--- Start Passage to read ---
Key Concepts & Terminology
Online Analytical Processing
What is OLAP? Online Analytical Processing (OLAP) systems are specialized databases designed for analyzing large volumes of data quickly and efficiently. Unlike OLTP (Online Transaction Processing) systems that handle day-to-day transactions like order processing or inventory updates, OLAP systems focus exclusively on reading and analyzing data. This read-only approach, combined with pre-aggregated data and multidimensional structures, allows OLAP to provide consistently fast query performance for business intelligence and decision-making.

Key Distinguishing Features
OLAP systems differ from traditional relational databases in four fundamental ways:
First, they use multidimensional data structures (often called "cubes") that organize data across multiple business dimensions like time, geography, products, and customers.
Second, they ensure consistently fast data access through pre-aggregation and optimized architectures.
Third, they provide intuitive interfaces that enable both technical analysts and business users to explore data without IT assistance.
Finally, they support complex cross-dimensional calculations, such as comparing current sales as a percentage of total sales across different time periods and regions.
Multi-dimensional
Business users naturally think and communicate using business terms like "sales by region," "quarterly costs," and "customer segments." They don't think in terms of database tables, foreign keys, or SQL joins. Traditional relational databases force users to understand complex table relationships and translate their business questions into technical queries, creating a significant barrier to data access.
OLAP removes this friction by aligning data structures with business language. Users can simply select "Products" and "Revenue," filter by "Region = Northeast" and "Time = Q3 2024," and get instant answers. The underlying complexity is completely hidden. This means business users can explore data independently without waiting days for IT to write SQL queries.
The traditional approach creates bottlenecks: a sales director asks a simple question, submits a request to IT, waits 2-3 days for a response, receives a static report, realizes they need additional information, and must start the process over. By the time they get answers, business opportunities have passed. OLAP transforms this into a self-service process.

x
Data Pipeline
The data pipeline begins with ETL processes that extract operational data from source systems, transform it into dimensional structures, and load it into the data warehouse. Tools like Pentaho Data Integration orchestrate this flow by connecting to disparate sources (ERP, CRM, transactional databases), applying business rules and data quality transformations, managing slowly changing dimensions, and conforming dimension attributes across sources to ensure consistency.
--- End Passage to read ---
Instructions ::
**1.** Reproduce a portion of the OLAP overview word for word, starting at "Key Concepts &" and ending at "intelligence and decision-making.".
**2.** In the OLAP overview, how long does the sales director wait for a response from IT under the traditional approach?
**3.** Pick up the OLAP overview after its last sentence and keep writing it.
--- Start Data listing ---
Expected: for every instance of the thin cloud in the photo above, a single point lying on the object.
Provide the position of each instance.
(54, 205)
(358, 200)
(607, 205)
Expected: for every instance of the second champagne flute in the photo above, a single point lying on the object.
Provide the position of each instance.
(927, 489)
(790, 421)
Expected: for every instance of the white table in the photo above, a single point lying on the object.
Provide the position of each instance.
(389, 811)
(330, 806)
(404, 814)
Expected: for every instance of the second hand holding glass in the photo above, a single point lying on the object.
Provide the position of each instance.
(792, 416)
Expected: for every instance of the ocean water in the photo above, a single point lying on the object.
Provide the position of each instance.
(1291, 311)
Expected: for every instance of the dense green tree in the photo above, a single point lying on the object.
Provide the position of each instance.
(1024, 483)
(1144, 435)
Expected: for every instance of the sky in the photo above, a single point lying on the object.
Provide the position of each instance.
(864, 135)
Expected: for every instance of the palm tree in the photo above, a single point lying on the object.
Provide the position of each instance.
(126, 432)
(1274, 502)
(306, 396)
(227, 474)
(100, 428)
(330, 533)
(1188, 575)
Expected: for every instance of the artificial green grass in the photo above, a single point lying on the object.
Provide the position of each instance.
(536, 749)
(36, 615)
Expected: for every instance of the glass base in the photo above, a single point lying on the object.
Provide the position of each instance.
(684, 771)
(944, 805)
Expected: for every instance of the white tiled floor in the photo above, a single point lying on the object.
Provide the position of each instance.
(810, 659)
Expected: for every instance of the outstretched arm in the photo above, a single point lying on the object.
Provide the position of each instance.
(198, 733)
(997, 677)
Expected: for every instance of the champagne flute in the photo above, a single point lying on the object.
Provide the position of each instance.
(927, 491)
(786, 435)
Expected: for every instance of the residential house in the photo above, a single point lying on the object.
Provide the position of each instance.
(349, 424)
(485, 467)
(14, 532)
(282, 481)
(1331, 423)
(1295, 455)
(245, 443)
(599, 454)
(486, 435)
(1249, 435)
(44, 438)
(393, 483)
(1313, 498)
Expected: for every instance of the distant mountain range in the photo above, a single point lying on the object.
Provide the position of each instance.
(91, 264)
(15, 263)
--- End Data listing ---
Answers to the problems ::
**1.**
Key Concepts & Terminology
Online Analytical Processing
What is OLAP? Online Analytical Processing (OLAP) systems are specialized databases designed for analyzing large volumes of data quickly and efficiently. Unlike OLTP (Online Transaction Processing) systems that handle day-to-day transactions like order processing or inventory updates, OLAP systems focus exclusively on reading and analyzing data. This read-only approach, combined with pre-aggregated data and multidimensional structures, allows OLAP to provide consistently fast query performance for business intelligence and decision-making.

**2.** 2-3 days

**3.**
ETL typically employs staging areas as intermediate storage zones where raw extracted data lands before transformation, enabling delta load processing that identifies only changed records since the last load rather than full reloads. This staging approach is critical for scalability—incremental loads compare staging data against existing data mart records using timestamps, change data capture, or hash comparisons to determine inserts, updates, and deletes, then apply only these deltas to the dimensional model, minimizing processing time and database load.
Data marts serve as the foundational physical layer in ROLAP architecture, representing subject-specific dimensional models (star or snowflake schemas) optimized for particular business domains like Sales, Finance, or Inventory. Each data mart contains fact tables with measures and foreign keys, surrounded by denormalized dimension tables that support efficient querying.
The architecture is designed around data marts because they provide focused analytical contexts with manageable complexity, enable parallel development where different teams can build domain-specific marts independently, support incremental deployment rather than requiring a complete enterprise warehouse upfront, and allow performance optimization tailored to specific query patterns. Conformed dimensions (like Time, Geography, Customer) shared across multiple marts enable cross-functional analysis while maintaining independent mart structures.

Mondrian sits on top this data mart foundation as the ROLAP engine, with XML schemas that map each data mart's physical tables to logical business concepts—Cubes, Dimensions, Hierarchies, and Measures. When users query through OLAP client tools, Mondrian translates MDX into SQL that executes directly against the data mart's relational tables.
This architecture leverages standard RDBMS capabilities (indexing, partitioning, query optimization) while providing multidimensional abstraction, making it essential that ETL processes deliver clean, well-structured dimensional models and that data marts are designed with ROLAP query patterns in mind—denormalized dimensions for fewer joins, appropriate indexing on foreign keys and filter columns, and aggregate tables for common summarizations that Mondrian can transparently utilize for performance optimization.
Normalized v Star Schemas
In normalized databases designed for OLTP, a simple question like "What were total sales by product category and region last quarter?" requires joining 10+ tables. You'd need to connect Products, Subcategories, Categories, LineItems, Orders, Customers, Addresses, Cities, States, Countries, and Regions tables. The resulting SQL query becomes complex and difficult to write, understand, and maintain.

A star schema dramatically simplifies this structure. It organizes data into a central fact table (like OrderFacts) surrounded by dimension tables (DimProduct, DimGeography, DimDate, DimCustomer)—resembling a star shape. The fact table contains numeric measures (quantity, revenue, cost, profit) and foreign keys linking to dimensions. Each dimension table is denormalized, storing all related attributes in a single table.

In the star schema, dimension tables are intentionally denormalized. Instead of separating products into Products, Subcategories, and Categories tables, DimProduct contains ProductName, Subcategory, and Category all in one table. Similarly, DimGeography includes City, State, Country, and Region together. This redundancy trades storage efficiency for query performance and simplicity.
The same query that required 11 table joins in a normalized schema needs only 3-4 joins in a star schema. This means faster queries, clearer structure, and easier understanding even for non-technical users. Database optimizers are specifically designed to handle star joins efficiently, further improving performance.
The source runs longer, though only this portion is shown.